**TESTO DA LEGGERE:**
----

Forse in pochi sanno che nei secoli passati Caravaggio è stato un artista volutamente dimenticato, e non solo per questioni di decoro artistico cui riferiva il Baglione dopo aver visto i piedi sudici e la cuffia sdrucita nel dipinto “Madonna dei pellegrini” (“… leggerezze in riguardo delle parti, che una gran pittura haver dee …”).

Oltre che per motivi formali, Caravaggio è stato trascurato per la compiuta espressione della sua volontà riformatrice della pittura, finalizzata a rendere la rappresentazione oggettiva e adeguata ai nascenti indirizzi etici e scientifici dell’età moderna; e l’ostilità nei suoi confronti si è manifestata a partire da quei contemporanei che, se vedevano in Michelangelo il pittore di Cristo, non potevano non vedere nel violento e controverso lombardo la Bestia dell’anti-Michelangelo.

Grazie a Roberto Longhi, a metà del ‘900, l’interesse per Caravaggio ha preso sempre più vigore sino a trasformare la rivisitazione della sua opera in una vera e propria macchina da soldi, il cui ultimo esempio massimo è rappresentato dall’affluenza record alla mostra del Quirinale dell’anno scorso.

----

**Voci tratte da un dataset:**
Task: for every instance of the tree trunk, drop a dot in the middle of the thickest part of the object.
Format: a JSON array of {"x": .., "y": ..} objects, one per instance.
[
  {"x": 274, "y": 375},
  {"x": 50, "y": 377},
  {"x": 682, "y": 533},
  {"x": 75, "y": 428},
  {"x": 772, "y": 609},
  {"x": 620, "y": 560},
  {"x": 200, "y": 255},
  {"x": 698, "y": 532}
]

----

**ISTRUZIONI:**
(a) Dal testo su Caravaggio, ricopia fedelmente il passo che va da "Oltre che per" fino a "la Bestia dell’anti-Michelangelo." compreso.
(b) Elenca tutte le persone nominate nel testo su Caravaggio, escludendo le figure sacre.

**RISPOSTE AI COMPITI:**
(a)
Oltre che per motivi formali, Caravaggio è stato trascurato per la compiuta espressione della sua volontà riformatrice della pittura, finalizzata a rendere la rappresentazione oggettiva e adeguata ai nascenti indirizzi etici e scientifici dell’età moderna; e l’ostilità nei suoi confronti si è manifestata a partire da quei contemporanei che, se vedevano in Michelangelo il pittore di Cristo, non potevano non vedere nel violento e controverso lombardo la Bestia dell’anti-Michelangelo.

(b) Caravaggio, Baglione, Michelangelo, Roberto Longhi